── Records supplied

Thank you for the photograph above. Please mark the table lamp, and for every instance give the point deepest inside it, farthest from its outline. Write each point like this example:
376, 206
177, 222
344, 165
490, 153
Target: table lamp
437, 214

────

(Required task)
Repeat each record exactly, leaving nothing out.

(Result of this task)
Thank you for the photograph above. Please mark the table lamp, and for every instance give the point deepest inside it, farthest from its outline. Write each point like this example:
376, 206
177, 222
344, 165
490, 153
Target: table lamp
437, 214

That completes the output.